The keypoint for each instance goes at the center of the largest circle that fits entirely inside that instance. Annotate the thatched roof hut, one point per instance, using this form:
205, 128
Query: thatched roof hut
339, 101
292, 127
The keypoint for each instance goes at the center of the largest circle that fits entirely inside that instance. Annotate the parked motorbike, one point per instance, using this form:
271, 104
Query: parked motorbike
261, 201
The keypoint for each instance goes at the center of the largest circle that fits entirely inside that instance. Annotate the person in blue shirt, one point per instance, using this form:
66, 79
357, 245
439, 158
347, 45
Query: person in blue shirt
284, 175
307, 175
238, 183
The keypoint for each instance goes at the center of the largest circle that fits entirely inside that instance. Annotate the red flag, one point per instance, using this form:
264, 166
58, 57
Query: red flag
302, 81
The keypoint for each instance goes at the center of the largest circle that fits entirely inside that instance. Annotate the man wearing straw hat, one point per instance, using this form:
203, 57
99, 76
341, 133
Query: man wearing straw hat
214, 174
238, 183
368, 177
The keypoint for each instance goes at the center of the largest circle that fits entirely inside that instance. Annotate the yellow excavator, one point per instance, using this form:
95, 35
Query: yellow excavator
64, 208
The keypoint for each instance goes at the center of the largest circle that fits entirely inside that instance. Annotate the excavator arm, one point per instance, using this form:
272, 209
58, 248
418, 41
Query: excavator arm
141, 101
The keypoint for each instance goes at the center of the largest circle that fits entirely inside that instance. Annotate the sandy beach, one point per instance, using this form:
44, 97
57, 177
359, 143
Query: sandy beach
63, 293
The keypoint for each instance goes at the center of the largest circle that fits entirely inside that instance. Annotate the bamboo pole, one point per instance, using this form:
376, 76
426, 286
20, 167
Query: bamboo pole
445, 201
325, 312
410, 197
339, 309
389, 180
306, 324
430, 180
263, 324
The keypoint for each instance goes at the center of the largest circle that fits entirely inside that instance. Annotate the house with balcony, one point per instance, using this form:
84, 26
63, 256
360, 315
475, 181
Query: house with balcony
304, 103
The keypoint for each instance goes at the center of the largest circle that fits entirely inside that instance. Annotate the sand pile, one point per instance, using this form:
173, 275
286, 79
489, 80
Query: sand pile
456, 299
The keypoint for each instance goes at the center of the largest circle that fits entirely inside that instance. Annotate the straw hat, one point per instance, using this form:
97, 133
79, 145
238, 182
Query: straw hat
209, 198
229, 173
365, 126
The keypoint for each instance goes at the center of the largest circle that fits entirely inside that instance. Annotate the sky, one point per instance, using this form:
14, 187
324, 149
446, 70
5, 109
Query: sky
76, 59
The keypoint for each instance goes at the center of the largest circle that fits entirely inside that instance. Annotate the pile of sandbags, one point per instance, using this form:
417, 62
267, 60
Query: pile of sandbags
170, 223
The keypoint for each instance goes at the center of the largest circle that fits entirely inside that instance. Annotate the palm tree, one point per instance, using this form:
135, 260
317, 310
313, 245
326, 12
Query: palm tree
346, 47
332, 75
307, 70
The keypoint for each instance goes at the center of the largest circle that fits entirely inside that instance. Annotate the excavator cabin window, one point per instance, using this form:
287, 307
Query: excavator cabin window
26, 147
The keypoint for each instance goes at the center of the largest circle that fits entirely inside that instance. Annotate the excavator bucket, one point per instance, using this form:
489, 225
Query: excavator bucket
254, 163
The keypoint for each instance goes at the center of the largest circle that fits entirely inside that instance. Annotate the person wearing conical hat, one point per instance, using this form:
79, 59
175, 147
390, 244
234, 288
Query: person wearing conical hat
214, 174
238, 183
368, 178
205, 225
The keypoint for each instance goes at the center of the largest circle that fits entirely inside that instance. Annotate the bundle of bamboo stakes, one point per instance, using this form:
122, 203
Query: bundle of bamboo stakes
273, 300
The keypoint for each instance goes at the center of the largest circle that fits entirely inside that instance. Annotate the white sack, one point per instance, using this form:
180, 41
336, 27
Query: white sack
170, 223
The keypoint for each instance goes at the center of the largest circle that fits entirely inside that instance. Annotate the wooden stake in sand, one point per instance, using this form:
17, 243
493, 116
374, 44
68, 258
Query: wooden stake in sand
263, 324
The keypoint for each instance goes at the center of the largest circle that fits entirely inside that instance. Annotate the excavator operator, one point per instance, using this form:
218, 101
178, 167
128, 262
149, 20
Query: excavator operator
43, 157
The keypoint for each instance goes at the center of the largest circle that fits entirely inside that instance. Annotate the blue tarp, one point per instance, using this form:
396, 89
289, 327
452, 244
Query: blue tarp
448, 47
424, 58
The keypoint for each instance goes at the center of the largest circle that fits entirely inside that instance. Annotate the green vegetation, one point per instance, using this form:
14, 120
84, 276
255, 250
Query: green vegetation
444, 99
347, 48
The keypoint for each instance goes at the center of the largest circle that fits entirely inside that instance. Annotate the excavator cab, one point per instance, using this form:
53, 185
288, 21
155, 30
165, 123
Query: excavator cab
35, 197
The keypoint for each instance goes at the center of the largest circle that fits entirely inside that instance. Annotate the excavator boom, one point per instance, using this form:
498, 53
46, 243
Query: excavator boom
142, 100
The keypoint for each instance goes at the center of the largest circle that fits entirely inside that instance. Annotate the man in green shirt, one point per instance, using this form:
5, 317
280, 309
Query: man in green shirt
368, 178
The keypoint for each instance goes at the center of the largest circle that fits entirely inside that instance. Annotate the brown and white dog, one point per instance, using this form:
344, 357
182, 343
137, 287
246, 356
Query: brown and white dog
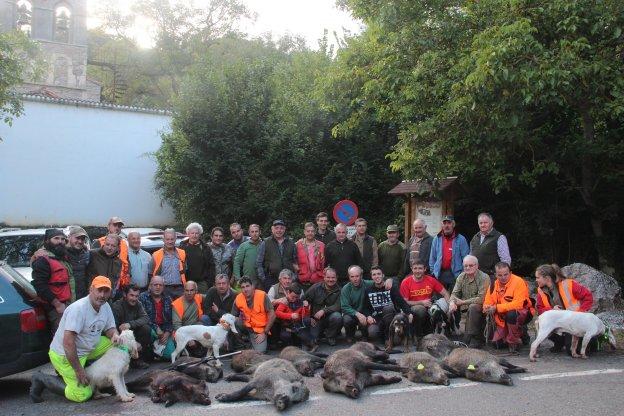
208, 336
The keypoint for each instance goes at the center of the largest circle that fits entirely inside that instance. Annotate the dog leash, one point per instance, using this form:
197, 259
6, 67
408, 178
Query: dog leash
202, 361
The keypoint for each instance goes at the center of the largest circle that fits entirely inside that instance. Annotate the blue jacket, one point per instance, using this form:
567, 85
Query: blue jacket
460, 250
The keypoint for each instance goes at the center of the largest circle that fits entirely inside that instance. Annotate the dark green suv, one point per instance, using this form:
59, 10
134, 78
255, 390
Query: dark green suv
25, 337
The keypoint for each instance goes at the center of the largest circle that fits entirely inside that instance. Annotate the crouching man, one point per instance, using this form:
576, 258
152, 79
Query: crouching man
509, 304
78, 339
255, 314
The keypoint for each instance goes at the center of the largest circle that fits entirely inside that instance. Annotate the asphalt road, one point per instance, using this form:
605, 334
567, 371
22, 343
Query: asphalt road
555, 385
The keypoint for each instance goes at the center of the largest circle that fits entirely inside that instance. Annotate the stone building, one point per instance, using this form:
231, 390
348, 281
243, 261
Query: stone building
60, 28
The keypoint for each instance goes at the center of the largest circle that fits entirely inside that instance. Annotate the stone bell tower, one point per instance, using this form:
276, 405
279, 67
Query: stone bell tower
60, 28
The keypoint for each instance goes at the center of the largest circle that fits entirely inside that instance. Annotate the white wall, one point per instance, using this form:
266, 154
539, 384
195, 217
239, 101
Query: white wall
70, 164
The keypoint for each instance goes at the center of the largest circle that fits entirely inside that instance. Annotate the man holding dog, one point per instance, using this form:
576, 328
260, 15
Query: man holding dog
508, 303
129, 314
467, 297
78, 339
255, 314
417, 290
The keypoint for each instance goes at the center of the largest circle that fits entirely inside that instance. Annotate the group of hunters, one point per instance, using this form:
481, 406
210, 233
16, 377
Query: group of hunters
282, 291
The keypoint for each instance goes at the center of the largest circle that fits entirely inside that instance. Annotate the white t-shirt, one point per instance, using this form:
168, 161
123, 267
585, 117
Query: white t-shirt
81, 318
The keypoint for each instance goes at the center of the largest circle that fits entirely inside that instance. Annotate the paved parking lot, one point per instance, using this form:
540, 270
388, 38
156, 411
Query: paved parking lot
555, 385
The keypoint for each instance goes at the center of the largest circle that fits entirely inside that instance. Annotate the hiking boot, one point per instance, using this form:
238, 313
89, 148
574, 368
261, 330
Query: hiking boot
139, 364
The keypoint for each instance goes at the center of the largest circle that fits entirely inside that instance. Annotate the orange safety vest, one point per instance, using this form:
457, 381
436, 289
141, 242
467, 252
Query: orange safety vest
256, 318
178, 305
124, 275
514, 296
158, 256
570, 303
...
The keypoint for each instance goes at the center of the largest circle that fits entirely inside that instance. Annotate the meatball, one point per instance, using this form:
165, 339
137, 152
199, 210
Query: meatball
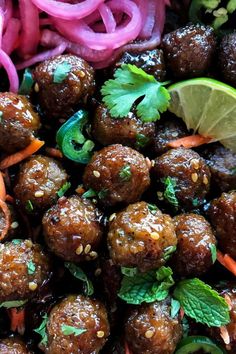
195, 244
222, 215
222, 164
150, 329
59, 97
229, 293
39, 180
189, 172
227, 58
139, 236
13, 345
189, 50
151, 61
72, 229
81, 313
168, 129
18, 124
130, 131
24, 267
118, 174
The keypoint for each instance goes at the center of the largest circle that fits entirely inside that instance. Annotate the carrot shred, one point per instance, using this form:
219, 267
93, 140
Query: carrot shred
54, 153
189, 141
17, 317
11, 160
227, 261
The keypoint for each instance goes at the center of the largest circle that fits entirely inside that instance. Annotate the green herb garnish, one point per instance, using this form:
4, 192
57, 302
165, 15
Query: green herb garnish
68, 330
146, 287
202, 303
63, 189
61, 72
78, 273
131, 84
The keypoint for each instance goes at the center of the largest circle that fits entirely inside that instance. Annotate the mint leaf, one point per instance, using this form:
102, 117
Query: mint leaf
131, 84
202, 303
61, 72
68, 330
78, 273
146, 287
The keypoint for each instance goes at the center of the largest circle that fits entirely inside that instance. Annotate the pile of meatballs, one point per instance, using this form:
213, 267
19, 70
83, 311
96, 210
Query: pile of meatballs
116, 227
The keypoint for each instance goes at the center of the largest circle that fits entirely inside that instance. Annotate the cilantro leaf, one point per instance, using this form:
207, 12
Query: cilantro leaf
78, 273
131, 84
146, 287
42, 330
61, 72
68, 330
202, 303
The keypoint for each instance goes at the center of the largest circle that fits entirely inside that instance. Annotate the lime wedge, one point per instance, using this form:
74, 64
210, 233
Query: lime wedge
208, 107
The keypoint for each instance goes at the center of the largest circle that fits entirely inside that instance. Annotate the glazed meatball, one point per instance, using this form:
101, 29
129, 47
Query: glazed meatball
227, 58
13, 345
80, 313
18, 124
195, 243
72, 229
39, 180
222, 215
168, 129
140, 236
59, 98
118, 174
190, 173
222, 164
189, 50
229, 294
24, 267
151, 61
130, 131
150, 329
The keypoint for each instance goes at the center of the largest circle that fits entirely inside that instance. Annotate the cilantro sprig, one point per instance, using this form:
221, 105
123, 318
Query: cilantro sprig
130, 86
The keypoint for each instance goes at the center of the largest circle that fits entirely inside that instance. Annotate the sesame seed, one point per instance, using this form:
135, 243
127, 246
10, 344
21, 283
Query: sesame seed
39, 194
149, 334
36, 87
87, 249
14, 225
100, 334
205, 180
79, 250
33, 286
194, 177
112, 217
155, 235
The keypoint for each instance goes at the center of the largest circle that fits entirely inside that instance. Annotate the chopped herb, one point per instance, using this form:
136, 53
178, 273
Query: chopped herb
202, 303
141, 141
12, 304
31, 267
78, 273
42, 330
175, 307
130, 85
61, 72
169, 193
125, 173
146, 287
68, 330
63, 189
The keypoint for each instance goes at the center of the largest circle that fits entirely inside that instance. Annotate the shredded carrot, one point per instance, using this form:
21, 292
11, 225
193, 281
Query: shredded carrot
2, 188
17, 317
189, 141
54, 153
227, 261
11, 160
--
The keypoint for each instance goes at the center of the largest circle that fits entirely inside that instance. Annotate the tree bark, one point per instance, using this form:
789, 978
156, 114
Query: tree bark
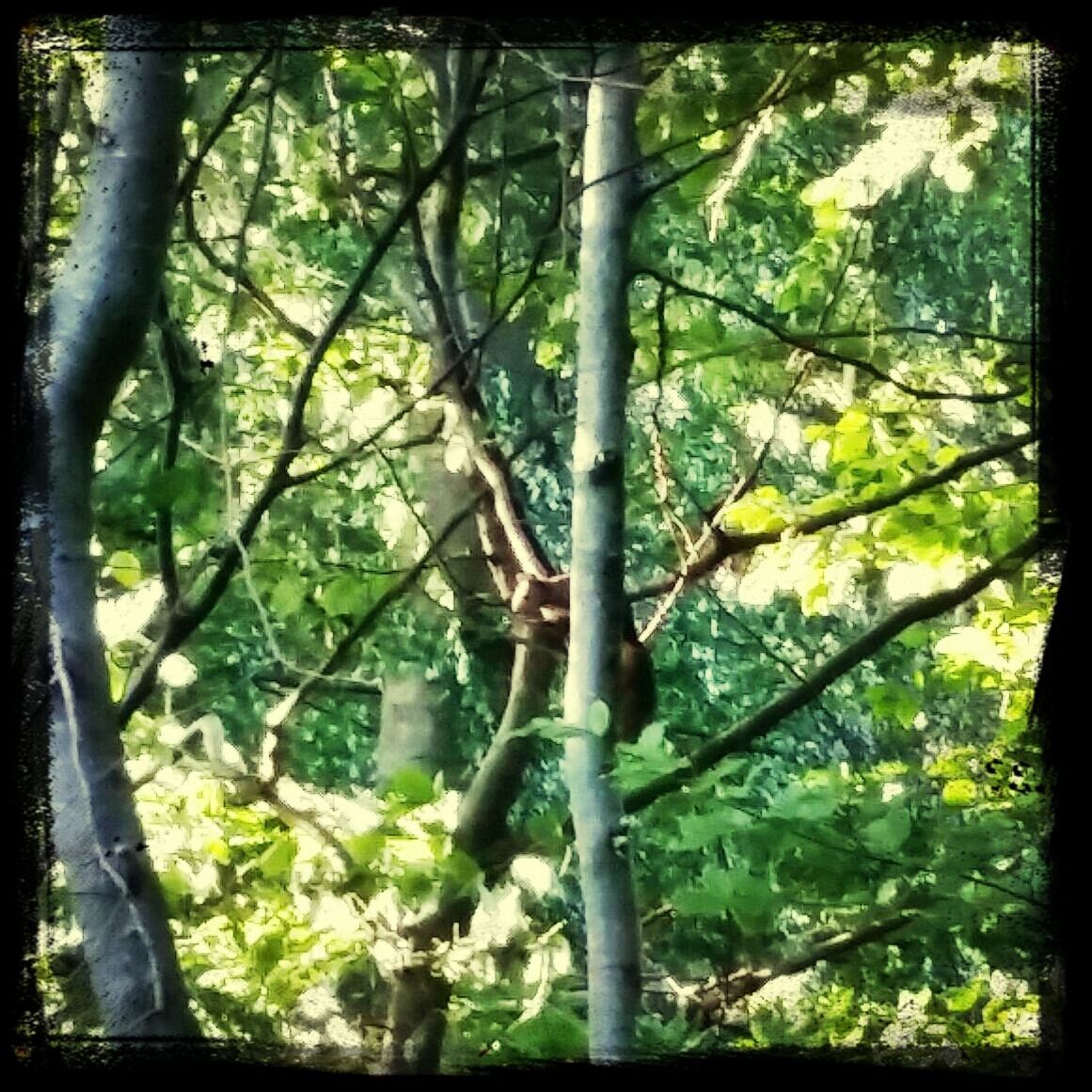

• [Prompt] Pick out every line in the items above that contains the word "pole", and copy each one in full.

• [Result of this exercise]
The keypoint for each instance goes at the center of the largest circle that fits entirely inside that instance. Annotate the bamboo pole, one point per instance, using this form:
Query: bamboo pole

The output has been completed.